> Исходный текст
*-*-*

Именно потому, что песни Кольцова выражают стихии национальной народной жизни и народного национального характера, это очень синтетичные песни, где эпос объединяется с лирикой и часто переходит в драму. Опять-таки, как и в случае с музыкальностью, внешние приметы той же драмы есть лишь производное выражение внутренних драматических конфликтов в очень обширном общенациональном значении. Даже там, где такой конфликт как будто бы носит ограниченный характер, скажем, конфликта любовного.

В этом смысле очень характерен знаменитый «Хуторок». Именно драматизм «Хуторка» сам Кольцов остро чувствовал и об этом писал Белинскому: «…иногда прочтешь „Хуторок“ – покажется, а иногда разорвать хочется. Есть вещи в свете, милые сердцу, и есть ни то ни се; так и везде. Да, впрочем, что ж больше может быть среди безлюдной почти степи? Конечно, драма везде драма, где человек; но иная драма хороша, другая дурна. Если смотреть на него [„Хуторок“] в обширном смысле страстей человеческих, так эта жизнь не очень хороша, а если глянуть на степь, на хутор да на небо, так и эта бредет. Лучше что есть говорить, а не собирать всякой чепухи и брызгать добрым людям по глазам; и стыдно, и грешно. Вам смешно, я думаю, что такую дрянь я сую в драмы; на безрыбье и рак рыба: так [как] у меня нет больших, ну и маленькую туда ж, – все как-то лучше, чем нет ничего».

Почему же Кольцов «сует» «Хуторок» в драмы?

Сам он назвал «Хуторок» русской балладой, ощущая его своеобразие, его необычность, может быть, большую сравнительно с собственно песнями сложность. Многое здесь идет от песни и объединяет с нею:

 
За рекой, на горе,
Лес зеленый шумит;
Под горой, за рекой,
Хуторочек стоит.
 

Сам «пейзаж» Кольцова, как правило, предельно прост, не детализирован, не прописан. В него не вглядываются, как то было бы в литературе, в него не вживаются – в нем живут. И здесь у Кольцова, как в народной песне, как в сказке: просто «гора», да «река», да «лес», опять же по самой простой формуле – «зеленый». То же ведь и в другой балладе – «Ночь» («Эта песня пахнет какой-то русской балладой», – отметил автор):

 
Лишь зеленый сад
Под горой чернел.

*-*-*

> Цель задания
Ответьте на вопросы по исходному тексту:
(а) Кому Кольцов писал о драматизме «Хуторка»?
(б) Как сам Кольцов назвал «Хуторок»?
(в) Какую другую балладу упоминает исходный текст?
Эти записи взяты из другого источника и с исходным текстом не связаны.

*-*-*

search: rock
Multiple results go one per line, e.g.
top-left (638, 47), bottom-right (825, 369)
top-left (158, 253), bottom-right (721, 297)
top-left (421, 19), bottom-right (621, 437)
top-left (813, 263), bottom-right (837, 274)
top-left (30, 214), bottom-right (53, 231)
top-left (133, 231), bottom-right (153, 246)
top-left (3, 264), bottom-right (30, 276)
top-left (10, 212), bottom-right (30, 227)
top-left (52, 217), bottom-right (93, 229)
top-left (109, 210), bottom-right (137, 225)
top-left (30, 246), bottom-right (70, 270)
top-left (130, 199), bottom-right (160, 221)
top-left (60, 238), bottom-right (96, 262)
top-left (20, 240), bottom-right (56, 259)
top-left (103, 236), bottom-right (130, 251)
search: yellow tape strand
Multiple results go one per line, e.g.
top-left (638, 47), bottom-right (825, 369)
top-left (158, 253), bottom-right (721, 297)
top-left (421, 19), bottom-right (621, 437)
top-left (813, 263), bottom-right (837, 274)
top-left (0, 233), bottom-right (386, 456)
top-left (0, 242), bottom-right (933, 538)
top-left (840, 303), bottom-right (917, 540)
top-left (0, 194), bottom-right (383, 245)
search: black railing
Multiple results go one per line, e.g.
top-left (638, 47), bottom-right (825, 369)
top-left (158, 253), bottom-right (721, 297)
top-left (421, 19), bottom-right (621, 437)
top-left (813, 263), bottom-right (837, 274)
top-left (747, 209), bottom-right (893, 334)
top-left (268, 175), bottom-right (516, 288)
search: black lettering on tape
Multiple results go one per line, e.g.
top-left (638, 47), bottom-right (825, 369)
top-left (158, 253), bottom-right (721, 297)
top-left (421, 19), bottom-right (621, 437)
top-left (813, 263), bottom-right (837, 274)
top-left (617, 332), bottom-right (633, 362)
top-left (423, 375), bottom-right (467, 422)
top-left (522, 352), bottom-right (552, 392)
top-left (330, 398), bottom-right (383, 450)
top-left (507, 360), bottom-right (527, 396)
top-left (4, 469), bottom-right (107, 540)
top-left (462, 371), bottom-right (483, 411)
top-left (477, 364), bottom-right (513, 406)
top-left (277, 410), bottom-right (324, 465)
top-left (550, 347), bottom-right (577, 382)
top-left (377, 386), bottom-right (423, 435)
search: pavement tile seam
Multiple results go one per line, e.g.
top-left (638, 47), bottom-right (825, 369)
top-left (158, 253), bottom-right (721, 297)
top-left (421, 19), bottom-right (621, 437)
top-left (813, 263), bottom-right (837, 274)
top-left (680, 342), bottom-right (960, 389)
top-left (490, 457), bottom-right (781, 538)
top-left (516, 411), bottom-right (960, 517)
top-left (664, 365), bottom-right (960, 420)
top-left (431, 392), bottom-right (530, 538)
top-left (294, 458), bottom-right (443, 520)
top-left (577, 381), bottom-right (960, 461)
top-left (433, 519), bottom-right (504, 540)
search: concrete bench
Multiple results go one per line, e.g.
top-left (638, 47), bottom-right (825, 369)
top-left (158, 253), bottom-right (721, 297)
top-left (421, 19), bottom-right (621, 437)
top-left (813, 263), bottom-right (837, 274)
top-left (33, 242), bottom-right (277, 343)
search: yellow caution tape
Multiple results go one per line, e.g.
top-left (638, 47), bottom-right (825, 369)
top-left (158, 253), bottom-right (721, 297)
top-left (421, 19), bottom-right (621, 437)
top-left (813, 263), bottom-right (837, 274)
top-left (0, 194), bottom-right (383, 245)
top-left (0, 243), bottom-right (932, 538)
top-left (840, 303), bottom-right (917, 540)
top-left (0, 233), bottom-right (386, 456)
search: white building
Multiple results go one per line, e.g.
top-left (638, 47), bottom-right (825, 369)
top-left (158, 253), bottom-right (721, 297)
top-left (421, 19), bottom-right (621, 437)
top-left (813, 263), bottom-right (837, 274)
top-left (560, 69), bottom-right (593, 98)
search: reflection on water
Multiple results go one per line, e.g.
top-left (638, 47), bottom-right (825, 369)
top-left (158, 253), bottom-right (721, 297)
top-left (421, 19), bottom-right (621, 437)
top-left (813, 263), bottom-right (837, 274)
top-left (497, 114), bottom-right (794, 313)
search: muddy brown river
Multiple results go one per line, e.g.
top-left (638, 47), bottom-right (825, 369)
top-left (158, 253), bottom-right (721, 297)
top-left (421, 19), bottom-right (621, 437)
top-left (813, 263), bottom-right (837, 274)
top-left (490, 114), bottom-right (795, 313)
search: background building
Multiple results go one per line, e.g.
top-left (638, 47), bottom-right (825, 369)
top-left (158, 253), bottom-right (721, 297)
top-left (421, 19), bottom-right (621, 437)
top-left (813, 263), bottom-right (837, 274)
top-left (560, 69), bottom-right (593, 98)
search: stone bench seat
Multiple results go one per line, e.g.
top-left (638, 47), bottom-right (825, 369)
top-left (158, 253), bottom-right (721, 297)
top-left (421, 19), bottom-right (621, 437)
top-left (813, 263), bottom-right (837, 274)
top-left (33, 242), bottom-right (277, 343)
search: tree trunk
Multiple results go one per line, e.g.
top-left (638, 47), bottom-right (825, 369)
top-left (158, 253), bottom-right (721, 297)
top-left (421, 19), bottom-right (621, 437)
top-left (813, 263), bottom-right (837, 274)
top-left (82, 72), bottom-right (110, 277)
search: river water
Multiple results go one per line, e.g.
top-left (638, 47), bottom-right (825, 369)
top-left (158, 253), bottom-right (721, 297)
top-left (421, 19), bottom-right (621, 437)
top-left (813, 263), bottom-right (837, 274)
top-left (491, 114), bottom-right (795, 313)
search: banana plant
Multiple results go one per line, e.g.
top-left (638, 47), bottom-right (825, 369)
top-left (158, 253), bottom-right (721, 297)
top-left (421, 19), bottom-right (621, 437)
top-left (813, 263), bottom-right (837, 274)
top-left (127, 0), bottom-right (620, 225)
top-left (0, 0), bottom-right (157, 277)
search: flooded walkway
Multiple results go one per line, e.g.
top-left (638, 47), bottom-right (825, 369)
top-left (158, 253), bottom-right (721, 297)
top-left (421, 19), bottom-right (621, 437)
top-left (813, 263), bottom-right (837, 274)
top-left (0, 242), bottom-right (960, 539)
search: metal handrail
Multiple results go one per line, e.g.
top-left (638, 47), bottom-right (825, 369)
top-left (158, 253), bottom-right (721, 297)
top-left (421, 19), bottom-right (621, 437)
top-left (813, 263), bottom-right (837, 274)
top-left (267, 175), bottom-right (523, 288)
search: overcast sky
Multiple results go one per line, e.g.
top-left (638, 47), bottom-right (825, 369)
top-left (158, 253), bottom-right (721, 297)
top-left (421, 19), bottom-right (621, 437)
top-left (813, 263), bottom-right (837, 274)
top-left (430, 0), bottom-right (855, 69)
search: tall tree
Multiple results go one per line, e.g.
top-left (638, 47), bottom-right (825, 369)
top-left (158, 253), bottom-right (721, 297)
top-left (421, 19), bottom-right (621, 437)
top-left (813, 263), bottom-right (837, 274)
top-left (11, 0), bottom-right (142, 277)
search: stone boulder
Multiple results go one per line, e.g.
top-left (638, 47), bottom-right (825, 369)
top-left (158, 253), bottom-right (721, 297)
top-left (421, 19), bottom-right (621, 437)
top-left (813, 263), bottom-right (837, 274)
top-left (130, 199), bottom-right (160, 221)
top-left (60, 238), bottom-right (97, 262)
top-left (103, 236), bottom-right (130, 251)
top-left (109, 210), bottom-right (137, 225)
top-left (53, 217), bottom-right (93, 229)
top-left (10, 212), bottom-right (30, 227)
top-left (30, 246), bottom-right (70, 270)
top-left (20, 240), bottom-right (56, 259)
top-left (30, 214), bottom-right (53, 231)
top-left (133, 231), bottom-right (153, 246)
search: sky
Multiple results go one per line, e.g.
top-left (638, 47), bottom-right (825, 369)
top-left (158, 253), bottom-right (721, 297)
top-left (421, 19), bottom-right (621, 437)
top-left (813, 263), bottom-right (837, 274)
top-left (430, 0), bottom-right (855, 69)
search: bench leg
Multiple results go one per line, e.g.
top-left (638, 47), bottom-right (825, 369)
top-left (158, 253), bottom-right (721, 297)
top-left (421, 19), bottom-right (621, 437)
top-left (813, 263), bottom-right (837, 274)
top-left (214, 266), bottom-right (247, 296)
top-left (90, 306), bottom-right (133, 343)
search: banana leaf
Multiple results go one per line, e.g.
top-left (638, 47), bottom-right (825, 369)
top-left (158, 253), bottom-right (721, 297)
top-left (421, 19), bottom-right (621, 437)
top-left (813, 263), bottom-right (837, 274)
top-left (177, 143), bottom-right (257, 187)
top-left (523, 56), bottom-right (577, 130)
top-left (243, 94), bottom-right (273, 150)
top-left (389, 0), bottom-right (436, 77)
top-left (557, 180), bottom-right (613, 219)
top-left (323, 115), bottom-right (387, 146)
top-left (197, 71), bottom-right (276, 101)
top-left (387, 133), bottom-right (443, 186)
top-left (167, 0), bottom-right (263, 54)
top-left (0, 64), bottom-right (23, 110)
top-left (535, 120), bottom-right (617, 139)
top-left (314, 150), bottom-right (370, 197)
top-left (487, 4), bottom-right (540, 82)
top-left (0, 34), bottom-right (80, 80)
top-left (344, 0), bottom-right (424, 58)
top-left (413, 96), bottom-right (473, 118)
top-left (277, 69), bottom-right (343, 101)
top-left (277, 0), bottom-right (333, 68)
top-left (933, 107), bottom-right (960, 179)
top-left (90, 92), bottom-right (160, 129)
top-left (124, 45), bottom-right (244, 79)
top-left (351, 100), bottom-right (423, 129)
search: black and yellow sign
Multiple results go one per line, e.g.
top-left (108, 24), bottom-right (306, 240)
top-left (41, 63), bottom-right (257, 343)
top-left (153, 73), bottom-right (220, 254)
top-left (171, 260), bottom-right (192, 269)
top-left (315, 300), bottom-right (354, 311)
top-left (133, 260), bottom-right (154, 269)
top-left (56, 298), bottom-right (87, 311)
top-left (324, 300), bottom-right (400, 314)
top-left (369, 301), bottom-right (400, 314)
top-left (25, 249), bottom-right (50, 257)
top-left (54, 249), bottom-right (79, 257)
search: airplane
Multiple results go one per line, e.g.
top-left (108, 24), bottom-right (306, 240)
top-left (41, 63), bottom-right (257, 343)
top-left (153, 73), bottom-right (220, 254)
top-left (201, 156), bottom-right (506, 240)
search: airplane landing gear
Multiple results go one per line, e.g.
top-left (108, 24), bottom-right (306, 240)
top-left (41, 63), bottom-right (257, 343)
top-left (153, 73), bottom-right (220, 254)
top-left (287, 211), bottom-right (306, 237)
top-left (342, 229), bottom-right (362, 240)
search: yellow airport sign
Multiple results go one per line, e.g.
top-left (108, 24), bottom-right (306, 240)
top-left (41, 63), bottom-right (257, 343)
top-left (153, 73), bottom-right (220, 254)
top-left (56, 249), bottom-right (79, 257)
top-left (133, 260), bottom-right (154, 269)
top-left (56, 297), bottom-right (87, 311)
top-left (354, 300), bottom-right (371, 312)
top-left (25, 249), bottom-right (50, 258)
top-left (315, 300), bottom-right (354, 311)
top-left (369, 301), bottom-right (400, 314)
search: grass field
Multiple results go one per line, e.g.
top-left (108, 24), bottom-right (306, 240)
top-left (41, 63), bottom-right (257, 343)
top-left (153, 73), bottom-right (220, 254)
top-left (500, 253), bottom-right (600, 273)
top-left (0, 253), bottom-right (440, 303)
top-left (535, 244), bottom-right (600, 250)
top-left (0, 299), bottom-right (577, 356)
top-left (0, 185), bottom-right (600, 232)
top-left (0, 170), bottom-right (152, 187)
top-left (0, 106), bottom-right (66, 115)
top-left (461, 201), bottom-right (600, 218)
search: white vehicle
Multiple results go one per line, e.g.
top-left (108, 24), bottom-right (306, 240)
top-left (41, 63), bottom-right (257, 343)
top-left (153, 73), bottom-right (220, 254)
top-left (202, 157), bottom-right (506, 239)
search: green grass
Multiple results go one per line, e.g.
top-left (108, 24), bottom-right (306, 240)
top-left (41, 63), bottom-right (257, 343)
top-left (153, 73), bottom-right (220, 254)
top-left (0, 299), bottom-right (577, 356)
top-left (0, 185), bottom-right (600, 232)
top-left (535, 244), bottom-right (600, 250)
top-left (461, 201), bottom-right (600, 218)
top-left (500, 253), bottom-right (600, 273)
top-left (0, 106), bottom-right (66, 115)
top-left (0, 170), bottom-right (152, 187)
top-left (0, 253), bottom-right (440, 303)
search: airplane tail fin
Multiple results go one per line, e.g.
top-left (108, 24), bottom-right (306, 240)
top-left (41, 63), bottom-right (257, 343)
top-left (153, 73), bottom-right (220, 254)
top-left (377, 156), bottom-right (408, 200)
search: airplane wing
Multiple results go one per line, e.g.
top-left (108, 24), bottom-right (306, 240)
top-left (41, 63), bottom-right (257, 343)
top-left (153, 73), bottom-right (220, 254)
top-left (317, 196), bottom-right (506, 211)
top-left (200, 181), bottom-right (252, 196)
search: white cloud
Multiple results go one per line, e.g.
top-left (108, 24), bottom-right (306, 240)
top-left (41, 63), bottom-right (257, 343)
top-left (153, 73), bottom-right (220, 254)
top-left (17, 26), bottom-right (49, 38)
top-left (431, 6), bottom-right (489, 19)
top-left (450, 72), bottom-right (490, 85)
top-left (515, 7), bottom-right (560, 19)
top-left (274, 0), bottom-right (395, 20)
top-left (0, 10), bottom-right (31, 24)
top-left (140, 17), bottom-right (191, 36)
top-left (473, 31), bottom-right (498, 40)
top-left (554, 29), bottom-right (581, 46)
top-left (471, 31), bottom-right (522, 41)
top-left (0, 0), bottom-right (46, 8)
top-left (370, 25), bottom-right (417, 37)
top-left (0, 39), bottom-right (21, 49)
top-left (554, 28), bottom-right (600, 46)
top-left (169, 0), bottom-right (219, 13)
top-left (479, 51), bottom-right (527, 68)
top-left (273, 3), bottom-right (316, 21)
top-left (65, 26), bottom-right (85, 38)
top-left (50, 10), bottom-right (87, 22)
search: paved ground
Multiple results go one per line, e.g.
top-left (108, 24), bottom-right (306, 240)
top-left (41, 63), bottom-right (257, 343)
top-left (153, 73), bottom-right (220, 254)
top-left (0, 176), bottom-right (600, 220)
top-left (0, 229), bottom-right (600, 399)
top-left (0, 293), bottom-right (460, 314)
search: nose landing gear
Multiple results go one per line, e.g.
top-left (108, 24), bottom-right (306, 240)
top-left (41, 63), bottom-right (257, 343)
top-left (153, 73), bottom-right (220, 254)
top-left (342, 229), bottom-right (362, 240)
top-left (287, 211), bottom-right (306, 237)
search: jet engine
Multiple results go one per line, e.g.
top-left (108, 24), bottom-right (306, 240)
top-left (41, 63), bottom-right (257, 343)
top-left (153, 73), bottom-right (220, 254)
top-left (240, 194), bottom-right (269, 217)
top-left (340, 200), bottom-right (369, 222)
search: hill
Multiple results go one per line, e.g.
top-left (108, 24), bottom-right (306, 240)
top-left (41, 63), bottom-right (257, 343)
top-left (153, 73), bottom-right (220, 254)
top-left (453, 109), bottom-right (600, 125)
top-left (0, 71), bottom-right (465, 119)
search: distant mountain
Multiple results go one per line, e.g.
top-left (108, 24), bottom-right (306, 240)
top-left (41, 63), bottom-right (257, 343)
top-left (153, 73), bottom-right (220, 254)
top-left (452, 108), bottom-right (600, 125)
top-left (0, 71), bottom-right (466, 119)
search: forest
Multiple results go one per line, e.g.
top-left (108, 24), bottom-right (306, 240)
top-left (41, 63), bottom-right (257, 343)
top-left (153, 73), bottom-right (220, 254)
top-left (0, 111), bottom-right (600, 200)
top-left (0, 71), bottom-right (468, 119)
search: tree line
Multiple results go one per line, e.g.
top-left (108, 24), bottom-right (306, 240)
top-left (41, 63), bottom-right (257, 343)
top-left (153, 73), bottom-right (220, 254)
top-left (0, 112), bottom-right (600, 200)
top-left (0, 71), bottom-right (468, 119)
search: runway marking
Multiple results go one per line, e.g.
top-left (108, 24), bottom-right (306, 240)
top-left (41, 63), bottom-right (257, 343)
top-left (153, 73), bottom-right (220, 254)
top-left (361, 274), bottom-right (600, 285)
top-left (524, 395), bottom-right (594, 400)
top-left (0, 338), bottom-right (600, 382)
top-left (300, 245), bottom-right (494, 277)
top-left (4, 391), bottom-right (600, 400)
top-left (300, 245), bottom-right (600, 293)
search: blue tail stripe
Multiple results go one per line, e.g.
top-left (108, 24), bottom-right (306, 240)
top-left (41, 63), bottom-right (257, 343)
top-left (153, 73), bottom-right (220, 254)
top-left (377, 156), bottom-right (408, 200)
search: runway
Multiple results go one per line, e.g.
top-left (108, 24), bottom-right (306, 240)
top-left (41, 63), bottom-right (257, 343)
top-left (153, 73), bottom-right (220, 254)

*-*-*

> Ответ к заданию
(а) Белинскому.
(б) Русской балладой.
(в) «Ночь».